## Problem to work on
Return every line of the records that contains the word "foliage".

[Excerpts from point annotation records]
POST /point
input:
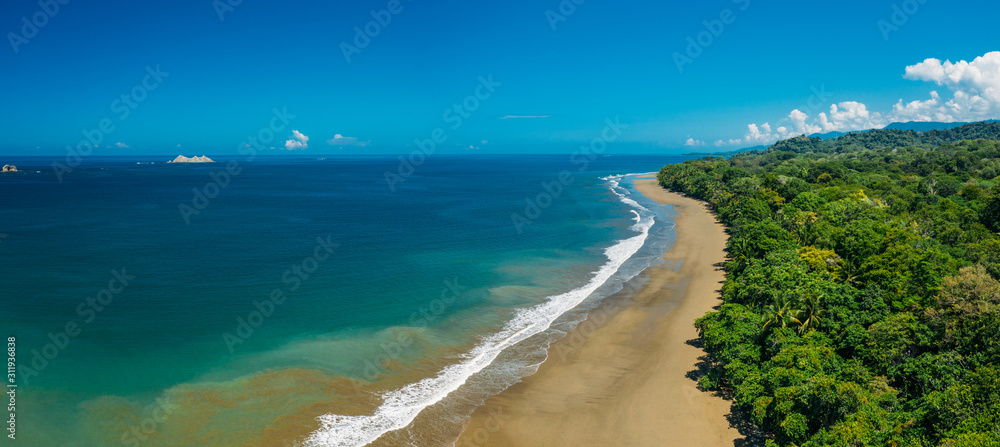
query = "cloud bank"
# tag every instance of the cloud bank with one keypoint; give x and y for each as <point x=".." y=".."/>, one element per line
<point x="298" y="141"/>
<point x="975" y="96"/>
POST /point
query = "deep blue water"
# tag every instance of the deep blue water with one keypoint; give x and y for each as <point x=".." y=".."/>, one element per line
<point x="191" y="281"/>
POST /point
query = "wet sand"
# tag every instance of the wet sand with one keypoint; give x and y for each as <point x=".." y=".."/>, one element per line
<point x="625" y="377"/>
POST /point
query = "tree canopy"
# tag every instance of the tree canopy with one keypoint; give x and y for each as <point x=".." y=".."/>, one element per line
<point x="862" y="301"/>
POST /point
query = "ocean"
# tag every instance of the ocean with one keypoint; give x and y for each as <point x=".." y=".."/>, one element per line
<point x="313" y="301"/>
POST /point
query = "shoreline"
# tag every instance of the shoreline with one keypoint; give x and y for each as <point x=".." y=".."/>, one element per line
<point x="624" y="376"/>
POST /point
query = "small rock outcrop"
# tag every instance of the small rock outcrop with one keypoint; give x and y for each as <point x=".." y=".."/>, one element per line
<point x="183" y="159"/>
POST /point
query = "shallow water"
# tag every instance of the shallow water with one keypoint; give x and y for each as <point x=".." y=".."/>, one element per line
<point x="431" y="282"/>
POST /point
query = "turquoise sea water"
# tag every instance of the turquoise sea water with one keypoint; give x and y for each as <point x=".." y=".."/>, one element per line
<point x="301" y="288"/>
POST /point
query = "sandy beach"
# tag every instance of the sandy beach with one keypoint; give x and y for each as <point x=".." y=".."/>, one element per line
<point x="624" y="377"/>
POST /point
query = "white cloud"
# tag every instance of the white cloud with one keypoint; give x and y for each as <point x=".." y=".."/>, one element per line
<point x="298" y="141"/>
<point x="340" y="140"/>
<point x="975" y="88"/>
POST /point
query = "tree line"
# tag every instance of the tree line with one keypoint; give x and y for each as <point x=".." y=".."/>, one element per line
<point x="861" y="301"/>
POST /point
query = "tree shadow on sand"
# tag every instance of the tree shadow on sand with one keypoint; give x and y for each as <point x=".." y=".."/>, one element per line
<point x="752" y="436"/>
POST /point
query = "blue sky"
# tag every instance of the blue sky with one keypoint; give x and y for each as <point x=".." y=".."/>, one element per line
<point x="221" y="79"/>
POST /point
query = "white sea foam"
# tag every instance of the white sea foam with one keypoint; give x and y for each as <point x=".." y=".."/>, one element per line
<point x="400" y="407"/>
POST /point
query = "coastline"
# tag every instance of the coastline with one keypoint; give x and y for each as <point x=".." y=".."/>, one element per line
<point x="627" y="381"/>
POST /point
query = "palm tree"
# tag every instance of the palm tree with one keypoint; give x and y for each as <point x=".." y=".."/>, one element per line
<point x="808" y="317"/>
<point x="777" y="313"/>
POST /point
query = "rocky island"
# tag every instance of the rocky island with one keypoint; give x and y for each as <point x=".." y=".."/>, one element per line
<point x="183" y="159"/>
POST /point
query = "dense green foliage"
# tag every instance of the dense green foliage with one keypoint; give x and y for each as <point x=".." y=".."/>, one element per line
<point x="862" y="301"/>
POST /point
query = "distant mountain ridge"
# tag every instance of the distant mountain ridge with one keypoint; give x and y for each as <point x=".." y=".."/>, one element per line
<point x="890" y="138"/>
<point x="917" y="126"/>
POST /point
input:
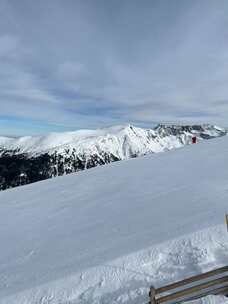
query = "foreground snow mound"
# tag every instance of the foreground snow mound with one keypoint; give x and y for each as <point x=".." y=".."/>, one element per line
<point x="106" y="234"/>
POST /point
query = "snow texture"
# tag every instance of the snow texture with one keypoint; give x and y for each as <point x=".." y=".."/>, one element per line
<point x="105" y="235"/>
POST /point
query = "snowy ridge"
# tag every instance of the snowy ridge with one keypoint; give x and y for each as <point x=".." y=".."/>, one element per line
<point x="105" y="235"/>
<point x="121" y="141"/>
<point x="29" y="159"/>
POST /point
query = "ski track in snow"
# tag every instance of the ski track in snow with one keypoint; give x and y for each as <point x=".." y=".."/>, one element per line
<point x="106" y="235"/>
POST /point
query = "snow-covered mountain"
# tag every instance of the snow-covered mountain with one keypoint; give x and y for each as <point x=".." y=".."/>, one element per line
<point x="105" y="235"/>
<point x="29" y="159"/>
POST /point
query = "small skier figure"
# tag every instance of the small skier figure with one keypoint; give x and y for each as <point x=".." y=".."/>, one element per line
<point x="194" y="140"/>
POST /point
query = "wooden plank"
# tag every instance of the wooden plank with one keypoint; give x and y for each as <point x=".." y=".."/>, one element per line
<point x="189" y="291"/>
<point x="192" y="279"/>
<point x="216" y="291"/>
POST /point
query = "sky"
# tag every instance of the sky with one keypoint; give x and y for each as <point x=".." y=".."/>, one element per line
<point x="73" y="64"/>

## Answer to this exercise
query = "dense green foliage"
# tag every instance of the dense green foliage with one keypoint; give x and y for each as <point x=".." y=".."/>, one element per line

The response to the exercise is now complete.